» QUOTED PASSAGE
I THOUGHT I couldn’t be bothered to write any more about the wickedness perpetrated over the past few years in the name of a largely non-lethal illness which chooses its victims in line with the normal mortality curve. As evidence indicting both the inhumanity inflicted in the guise of ‘public health’ measures and the dangers of the coerced medications piles ever higher, while politicians and medical establishment chant ‘Earlier and harsher, earlier and harsher!’ and look the other way, I wonder how even genuine scientists (you know, the ones who say consensus cannot be science) have the heart to go on quoting facts and figures into deaf ears.
Then Professor David Halpern, chief executive of the government nudge unit, appeared before the Covid Inquiry, glorying in the shameless bullying orchestrated by his team to bring a Covid-fearing public to heel, and I cracked. You’d have thought he might have been just a little apologetic, at least towards the people whose lives and livelihoods have been devastated by masks, isolation and jabbing, if not for the economic consequences of lockdown. But no: when the next emergency hits, he predicts (and, according to another doom-saying professor, where pandemics are concerned you ain’t seen nothing yet), our faces will feel naked, our well-trained mask-donning muscles will flex instantly into action, and we’ll lock our doors automatically against the fumes of noxious humanity.
Is it morally justifiable to ‘nudge’ people into the kind of senseless panic we have witnessed over the past few years? Well, says Professor Halpern, ‘There are times when you have to cut through . . . particularly if you think people are wrongly calibrated.’
Hmm. ‘Wrongly calibrated.’ That’s a new one to me. Checking with the dictionary, I see that, as I assumed, ‘calibrate’ means to determine or rectify the graduation of ‘an instrument which gives quantitative measurements’. Seems a funny word to apply to a human being: ‘an instrument that gives quantitative measurements’. And there was I, thinking we were something just a little more organic than, say, a thermometer: perhaps living beings endowed with conscience and even (dare I say it?) a soul.
Professor Halpern’s moral compass is wrongly calibrated, if he is unable to see that there are no circumstances in which it is acceptable to terrify human beings into docility. Covid did not merit terrorisation since its dangers were hugely exaggerated. In the case of a genuine pandemic, one which kills large numbers of young and healthy people, rather than spreading in waves of non-lethal and frequently symptomless infection among the bulk of the population, terrorisation would not be necessary. You wouldn’t catch me, for instance, strolling around unnecessarily in streets stalked by the Black Death.
I suppose a person must have a pretty low opinion of human beings, and a pretty high opinion of himself, if he thinks himself fit to ‘recalibrate’ his fellow men and women without their informed consent. He must also have great faith in the intelligence and integrity of those he is providing with ‘frictionless access to behavioural expertise’. It is one thing to collaborate with willing individuals, using this kind of programming to change habits which they themselves find distressing, and quite another to make your ‘behavioural expertise’ available to governments which are self-confessedly ‘in the business of influencing behaviour’ without the knowledge of those being subjected to treatment.
It is depressing to think that Professor Halpern may be right in the opinions he voiced to the Daily Telegraph recently: that the majority of the public has been caught in a ‘quasi-evolutionary’ ‘habit loop’ which will ensure ready obedience should the pandemic switch once again be activated. ‘They might protest,’ says the professor complacently, but once the muscles of compliance have been trained and exercised, ‘they’re more likely to be reused again’.

» EXERCISE REQUIREMENTS
1/ In the nudge-unit essay, what position does Professor David Halpern hold?
2/ Please retype the stretch of the nudge-unit essay from "It is depressing" through "be reused again’.".
3/ Decide whether each statement agrees with the nudge-unit essay, answering yes or no and quoting the words that settle it:
(a) The writer consulted a dictionary about the word "calibrate."
(b) At the Covid Inquiry, Professor Halpern apologized for his team's methods.
(c) The writer holds that terrorisation would be needed in a genuine pandemic.
This material has nothing to do with the nudge-unit essay.

[Source records]
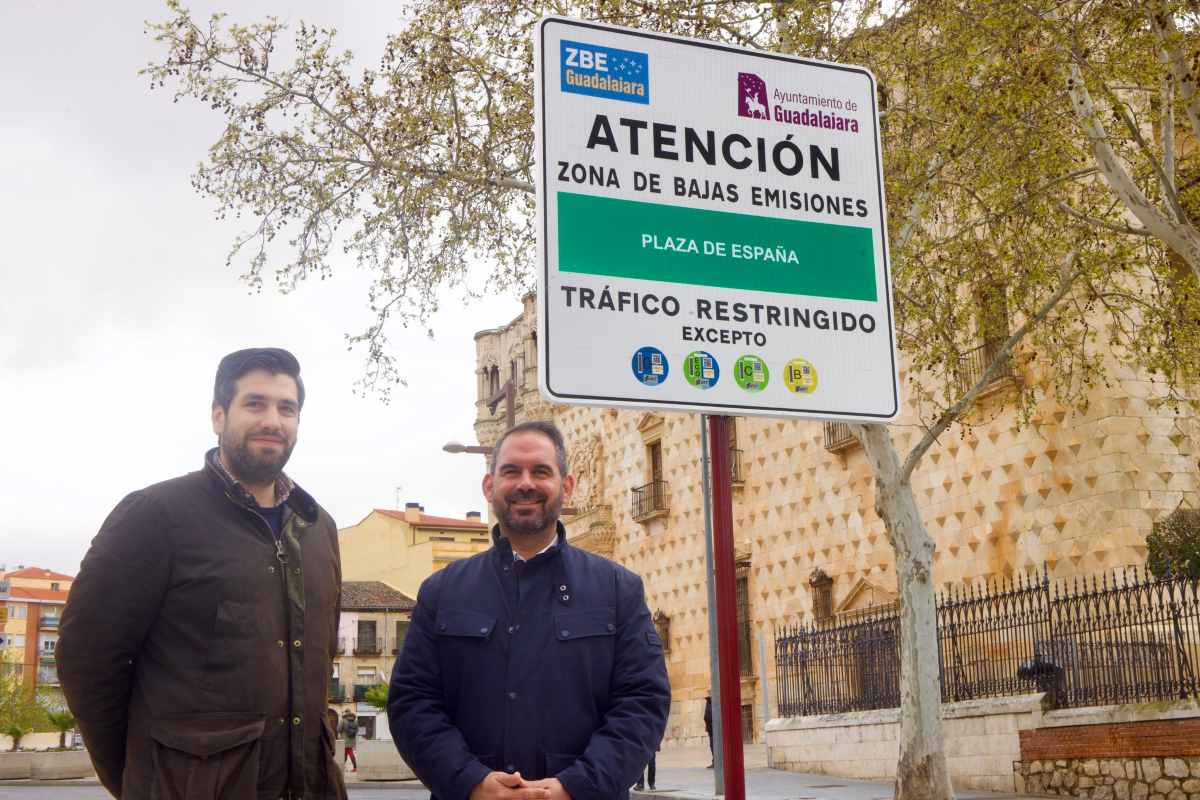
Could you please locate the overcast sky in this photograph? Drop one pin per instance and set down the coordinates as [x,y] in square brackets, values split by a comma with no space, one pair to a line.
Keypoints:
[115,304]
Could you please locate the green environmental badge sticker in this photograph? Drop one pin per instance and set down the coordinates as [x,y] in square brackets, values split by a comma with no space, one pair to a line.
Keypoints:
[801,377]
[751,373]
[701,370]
--
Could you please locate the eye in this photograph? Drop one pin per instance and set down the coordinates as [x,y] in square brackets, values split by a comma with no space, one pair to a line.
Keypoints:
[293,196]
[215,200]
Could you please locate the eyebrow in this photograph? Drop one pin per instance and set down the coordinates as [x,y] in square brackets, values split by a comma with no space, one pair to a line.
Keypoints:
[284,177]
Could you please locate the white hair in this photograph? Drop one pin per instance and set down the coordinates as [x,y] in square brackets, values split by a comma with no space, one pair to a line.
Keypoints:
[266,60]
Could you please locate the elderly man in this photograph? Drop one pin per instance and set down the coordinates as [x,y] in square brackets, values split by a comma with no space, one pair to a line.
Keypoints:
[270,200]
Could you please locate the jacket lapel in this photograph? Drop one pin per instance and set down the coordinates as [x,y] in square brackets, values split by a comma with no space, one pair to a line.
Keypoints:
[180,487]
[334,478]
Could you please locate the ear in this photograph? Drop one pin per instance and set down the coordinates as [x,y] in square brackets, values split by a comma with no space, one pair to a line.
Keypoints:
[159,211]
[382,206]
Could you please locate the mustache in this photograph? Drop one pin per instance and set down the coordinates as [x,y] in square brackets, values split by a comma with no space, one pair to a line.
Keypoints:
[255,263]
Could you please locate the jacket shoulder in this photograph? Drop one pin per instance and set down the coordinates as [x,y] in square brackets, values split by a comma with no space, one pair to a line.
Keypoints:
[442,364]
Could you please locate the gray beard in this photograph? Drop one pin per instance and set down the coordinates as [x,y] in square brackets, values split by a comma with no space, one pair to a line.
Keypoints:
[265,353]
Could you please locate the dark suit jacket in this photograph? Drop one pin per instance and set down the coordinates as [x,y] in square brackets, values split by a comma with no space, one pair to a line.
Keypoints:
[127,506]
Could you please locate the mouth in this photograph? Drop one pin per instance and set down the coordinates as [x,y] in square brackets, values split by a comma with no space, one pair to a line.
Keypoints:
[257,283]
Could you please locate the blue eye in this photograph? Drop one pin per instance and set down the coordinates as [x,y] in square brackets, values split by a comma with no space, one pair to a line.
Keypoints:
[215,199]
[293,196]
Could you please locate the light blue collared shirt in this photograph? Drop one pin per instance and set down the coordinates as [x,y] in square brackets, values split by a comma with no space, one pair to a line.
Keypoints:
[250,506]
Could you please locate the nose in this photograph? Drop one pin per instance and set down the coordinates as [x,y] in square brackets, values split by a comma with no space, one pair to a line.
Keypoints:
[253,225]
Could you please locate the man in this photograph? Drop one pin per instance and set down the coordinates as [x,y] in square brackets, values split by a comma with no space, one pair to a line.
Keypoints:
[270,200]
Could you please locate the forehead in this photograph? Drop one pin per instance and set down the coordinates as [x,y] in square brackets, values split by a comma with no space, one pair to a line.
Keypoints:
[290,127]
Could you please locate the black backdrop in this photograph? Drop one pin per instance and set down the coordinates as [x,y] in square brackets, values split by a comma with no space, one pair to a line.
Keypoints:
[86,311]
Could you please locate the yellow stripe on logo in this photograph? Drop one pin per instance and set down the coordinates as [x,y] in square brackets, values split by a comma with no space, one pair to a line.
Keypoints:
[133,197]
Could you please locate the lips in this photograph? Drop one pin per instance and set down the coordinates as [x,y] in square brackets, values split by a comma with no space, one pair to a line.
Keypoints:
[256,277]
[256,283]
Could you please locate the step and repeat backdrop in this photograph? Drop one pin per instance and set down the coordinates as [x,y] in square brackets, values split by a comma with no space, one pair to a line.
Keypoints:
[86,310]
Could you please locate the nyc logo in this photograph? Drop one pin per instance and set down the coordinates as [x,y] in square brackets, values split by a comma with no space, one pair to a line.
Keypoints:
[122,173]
...
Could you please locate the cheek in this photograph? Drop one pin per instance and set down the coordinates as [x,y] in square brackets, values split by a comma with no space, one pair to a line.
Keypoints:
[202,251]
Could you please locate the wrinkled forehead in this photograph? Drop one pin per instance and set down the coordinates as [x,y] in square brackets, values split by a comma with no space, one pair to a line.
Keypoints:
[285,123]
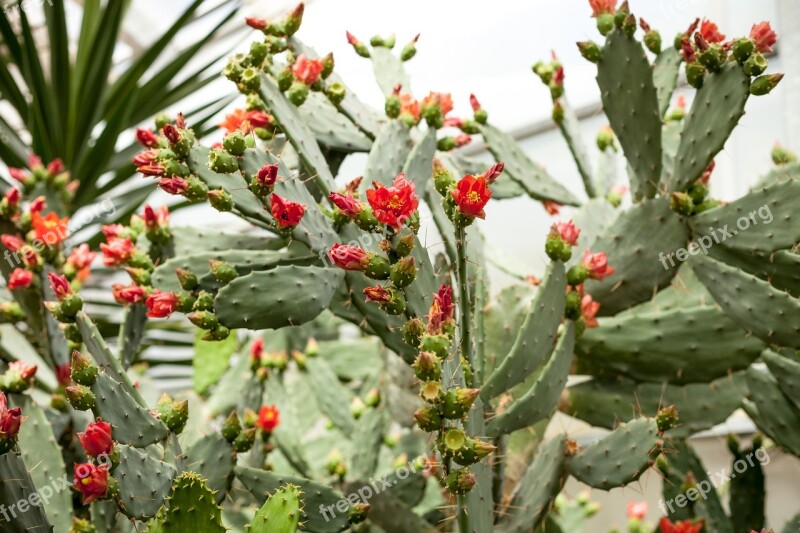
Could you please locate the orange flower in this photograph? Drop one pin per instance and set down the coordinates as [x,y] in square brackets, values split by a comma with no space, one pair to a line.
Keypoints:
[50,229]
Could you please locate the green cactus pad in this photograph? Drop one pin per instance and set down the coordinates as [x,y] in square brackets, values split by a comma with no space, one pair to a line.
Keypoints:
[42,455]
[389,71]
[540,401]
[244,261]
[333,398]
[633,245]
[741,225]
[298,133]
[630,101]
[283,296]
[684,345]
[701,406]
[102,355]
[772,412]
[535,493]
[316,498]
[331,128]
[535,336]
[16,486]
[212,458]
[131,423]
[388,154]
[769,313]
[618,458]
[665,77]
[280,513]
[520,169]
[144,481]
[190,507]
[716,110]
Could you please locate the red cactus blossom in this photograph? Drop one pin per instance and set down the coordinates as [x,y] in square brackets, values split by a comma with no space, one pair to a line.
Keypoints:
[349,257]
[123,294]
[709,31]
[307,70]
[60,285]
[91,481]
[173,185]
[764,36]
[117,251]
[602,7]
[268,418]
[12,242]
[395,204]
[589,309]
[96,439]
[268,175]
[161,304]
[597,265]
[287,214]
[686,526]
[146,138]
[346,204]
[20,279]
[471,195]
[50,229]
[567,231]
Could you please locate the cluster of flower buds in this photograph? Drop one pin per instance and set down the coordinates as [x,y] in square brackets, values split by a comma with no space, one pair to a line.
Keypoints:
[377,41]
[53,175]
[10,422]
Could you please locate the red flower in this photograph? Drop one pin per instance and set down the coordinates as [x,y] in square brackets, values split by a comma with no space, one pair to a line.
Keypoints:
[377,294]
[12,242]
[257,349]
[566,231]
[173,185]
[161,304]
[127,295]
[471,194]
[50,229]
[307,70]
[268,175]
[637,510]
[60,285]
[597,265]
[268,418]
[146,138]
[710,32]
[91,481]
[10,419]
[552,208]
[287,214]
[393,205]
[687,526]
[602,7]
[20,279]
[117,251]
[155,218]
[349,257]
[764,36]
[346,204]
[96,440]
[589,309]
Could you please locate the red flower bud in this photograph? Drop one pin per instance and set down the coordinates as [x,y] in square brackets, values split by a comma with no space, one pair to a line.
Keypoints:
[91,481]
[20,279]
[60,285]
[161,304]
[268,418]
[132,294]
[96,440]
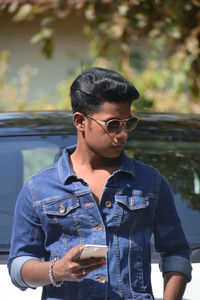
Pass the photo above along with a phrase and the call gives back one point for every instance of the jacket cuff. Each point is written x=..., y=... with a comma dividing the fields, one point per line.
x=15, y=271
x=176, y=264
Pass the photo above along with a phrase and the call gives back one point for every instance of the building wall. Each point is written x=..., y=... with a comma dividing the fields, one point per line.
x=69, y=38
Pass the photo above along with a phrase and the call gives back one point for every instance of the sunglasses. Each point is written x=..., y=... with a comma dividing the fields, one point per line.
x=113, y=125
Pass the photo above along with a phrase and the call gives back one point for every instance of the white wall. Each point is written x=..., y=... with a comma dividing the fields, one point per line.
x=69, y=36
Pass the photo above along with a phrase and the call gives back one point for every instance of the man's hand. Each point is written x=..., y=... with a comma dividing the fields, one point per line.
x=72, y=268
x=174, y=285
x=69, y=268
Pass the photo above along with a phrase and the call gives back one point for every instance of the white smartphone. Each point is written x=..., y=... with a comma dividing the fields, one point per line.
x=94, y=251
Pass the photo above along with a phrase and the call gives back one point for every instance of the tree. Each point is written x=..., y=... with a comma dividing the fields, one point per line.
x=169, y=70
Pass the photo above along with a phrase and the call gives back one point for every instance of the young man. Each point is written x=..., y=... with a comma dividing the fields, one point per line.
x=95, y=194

» ANSWER SET
1/ Chief executive of the government nudge unit.

2/
It is depressing to think that Professor Halpern may be right in the opinions he voiced to the Daily Telegraph recently: that the majority of the public has been caught in a ‘quasi-evolutionary’ ‘habit loop’ which will ensure ready obedience should the pandemic switch once again be activated. ‘They might protest,’ says the professor complacently, but once the muscles of compliance have been trained and exercised, ‘they’re more likely to be reused again’.

3/
(a) Yes: "Checking with the dictionary, I see that, as I assumed, ‘calibrate’ means to determine or rectify the graduation of ‘an instrument which gives quantitative measurements’."
(b) No: "glorying in the shameless bullying orchestrated by his team to bring a Covid-fearing public to heel"
(c) No: "terrorisation would not be necessary"